— WHAT THE TASK REQUIRES —
Reproduce the material below word for word, keeping every line in its original order.

Dataset records on where objects are located

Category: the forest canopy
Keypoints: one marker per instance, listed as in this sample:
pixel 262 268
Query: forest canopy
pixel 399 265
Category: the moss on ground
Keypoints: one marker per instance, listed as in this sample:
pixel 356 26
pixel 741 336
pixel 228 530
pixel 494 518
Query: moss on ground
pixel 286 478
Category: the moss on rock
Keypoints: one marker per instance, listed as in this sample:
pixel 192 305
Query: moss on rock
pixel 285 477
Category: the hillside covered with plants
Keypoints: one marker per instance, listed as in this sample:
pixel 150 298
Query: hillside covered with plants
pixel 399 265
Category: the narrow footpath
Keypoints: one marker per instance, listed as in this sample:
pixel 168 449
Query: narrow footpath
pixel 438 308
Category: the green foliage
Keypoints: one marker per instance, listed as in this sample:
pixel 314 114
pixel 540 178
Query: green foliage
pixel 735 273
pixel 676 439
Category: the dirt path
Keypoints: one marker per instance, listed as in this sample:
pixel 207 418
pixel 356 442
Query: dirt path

— RESULT —
Category: the forest canopy
Keypoints: one marker per instance, listed as in this sample:
pixel 262 268
Query: forest canopy
pixel 399 265
Category: the moss on ground
Keypoints: one marker per instance, listed as in this sample:
pixel 356 26
pixel 741 336
pixel 228 530
pixel 494 518
Query: moss on ground
pixel 286 478
Category: the moss on rock
Keypoints: one marker per instance, listed as in this sample:
pixel 192 305
Query: moss on rock
pixel 285 477
Category: the hillside covered with plants
Keypoints: one marker per instance, listed as in this sample:
pixel 150 298
Query: hillside covered with plants
pixel 399 265
Category: the narrow footpath
Keypoints: one marker per instance, listed as in this sample:
pixel 168 449
Query: narrow footpath
pixel 438 308
Category: the green foliage
Keypoints: one marker per instance, listed as in this sample:
pixel 314 114
pixel 540 178
Query: green foliage
pixel 735 273
pixel 676 439
Category: the dirt path
Keypoints: one marker per instance, listed as in this sample:
pixel 207 418
pixel 356 442
Query: dirt path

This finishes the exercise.